▸ REQUIREMENT 1: In the limma design reply, rewrite the part that opens with the words containing "fit <- eBayes(fit)" and closes with "for your experiment.", changing "random effect" to "blocking term".
▸ REQUIREMENT 2:
Decide whether each statement below agrees with the limma design reply, and answer yes or no for each. Quote the words from the reply that settle it.
(a) The suggested design formula includes Batch as a term.
(b) Calling topTable with coef=9:10 gives the sex x line interaction.
(c) The writer is convinced that adding the biological replicate as a random effect is necessary.

▸ EXCERPT PROVIDED:
——

[BioC] Yet another nested design in limma
Gordon K Smyth
smyth at wehi.EDU.AU
Wed May 6 02:05:14 CEST 2009
Dear Paolo,
As Naomi Altman as already told you, analysing an experiment such as this
is straightforward with limma. I guess the problem you are having is that
you are trying to use the limma User's Guide's suggestion of forming a
composite factor out of the individual factors (called the group means
parametrization), and you don't know how to define contrasts for
interactions from this factor. This does become a little more involved
for experiments with more factors. Can I suggest that you instead make
use of the factorial formulae in R when you make up the design matrix,
then you can probably dispense with the contrast step altogether.
You could for example use
targets <- read.delim("targets.txt")
design <- model.matrix(~Batch+Sex*(Phen/Line), data=targets)
This will produce a design matrix with the following columns.
> colnames(design)
[1] "(Intercept)" "Batch" "SexM"
[4] "PhenH" "PhenL" "PhenA:Line"
[7] "PhenH:Line" "PhenL:Line" "SexM:PhenH"
[10] "SexM:PhenL" "SexM:PhenA:Line" "SexM:PhenH:Line"
[13] "SexM:PhenL:Line"
To find genes significant for the sex x line interaction, you can simply
use
fit <- lmFit(eset, design)
fit <- eBayes(fit)
topTable(fit, coef=9:13)
On the other hand,
topTable(fit, coef=9:10)
is the sex x phen interaction.
Finally, you can add the biolrep as a random effect using the
duplicateCorrelation() function with block argument, as explained in the
limma User's Guide, but I am not convinced yet that this is absolutely
necessary for your experiment.

——

▸ EXTRACTED MATERIAL:
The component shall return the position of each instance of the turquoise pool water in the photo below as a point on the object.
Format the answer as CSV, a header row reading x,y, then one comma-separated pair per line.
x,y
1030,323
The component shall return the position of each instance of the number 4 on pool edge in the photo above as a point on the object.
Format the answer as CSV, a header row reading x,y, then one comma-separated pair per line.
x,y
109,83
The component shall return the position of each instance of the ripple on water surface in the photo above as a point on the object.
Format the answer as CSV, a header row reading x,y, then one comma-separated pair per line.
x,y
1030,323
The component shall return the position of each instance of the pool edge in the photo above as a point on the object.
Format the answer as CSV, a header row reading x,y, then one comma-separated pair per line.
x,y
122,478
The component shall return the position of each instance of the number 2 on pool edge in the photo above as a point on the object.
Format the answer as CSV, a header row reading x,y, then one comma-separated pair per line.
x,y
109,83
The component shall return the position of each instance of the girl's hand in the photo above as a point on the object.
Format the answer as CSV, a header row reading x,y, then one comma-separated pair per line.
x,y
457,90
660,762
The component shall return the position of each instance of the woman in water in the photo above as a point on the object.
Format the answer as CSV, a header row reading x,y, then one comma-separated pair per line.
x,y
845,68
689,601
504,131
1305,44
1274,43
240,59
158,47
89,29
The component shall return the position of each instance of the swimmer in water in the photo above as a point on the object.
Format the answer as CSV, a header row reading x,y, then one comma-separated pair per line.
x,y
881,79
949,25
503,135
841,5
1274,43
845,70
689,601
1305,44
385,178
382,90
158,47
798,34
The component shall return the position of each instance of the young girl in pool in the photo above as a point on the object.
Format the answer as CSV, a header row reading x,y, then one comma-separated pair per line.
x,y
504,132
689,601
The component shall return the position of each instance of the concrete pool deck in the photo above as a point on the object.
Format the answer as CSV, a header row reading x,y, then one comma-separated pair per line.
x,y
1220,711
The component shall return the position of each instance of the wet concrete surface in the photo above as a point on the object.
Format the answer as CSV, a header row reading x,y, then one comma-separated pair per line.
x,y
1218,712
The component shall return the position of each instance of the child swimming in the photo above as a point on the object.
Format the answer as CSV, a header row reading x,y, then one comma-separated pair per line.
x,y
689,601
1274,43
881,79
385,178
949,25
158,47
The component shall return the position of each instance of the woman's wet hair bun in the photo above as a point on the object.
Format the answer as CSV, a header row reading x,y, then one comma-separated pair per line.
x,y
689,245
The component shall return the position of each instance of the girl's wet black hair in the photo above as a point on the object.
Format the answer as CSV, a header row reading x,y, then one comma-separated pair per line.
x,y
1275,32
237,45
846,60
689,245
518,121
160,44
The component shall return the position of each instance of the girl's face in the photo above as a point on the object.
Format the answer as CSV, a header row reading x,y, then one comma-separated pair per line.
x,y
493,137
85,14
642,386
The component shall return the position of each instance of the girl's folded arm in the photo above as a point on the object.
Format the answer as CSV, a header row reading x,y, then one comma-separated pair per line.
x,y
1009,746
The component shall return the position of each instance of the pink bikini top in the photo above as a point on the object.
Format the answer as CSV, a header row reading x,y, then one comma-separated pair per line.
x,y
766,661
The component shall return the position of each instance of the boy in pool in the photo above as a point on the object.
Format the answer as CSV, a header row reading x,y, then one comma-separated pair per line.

——

▸ EXPECTED ANSWER 1:
fit <- eBayes(fit)
topTable(fit, coef=9:13)
On the other hand,
topTable(fit, coef=9:10)
is the sex x phen interaction.
Finally, you can add the biolrep as a blocking term using the
duplicateCorrelation() function with block argument, as explained in the
limma User's Guide, but I am not convinced yet that this is absolutely
necessary for your experiment.

▸ EXPECTED ANSWER 2:
(a) Yes: "design <- model.matrix(~Batch+Sex*(Phen/Line), data=targets)"
(b) No: "topTable(fit, coef=9:10) is the sex x phen interaction."
(c) No: "I am not convinced yet that this is absolutely necessary for your experiment."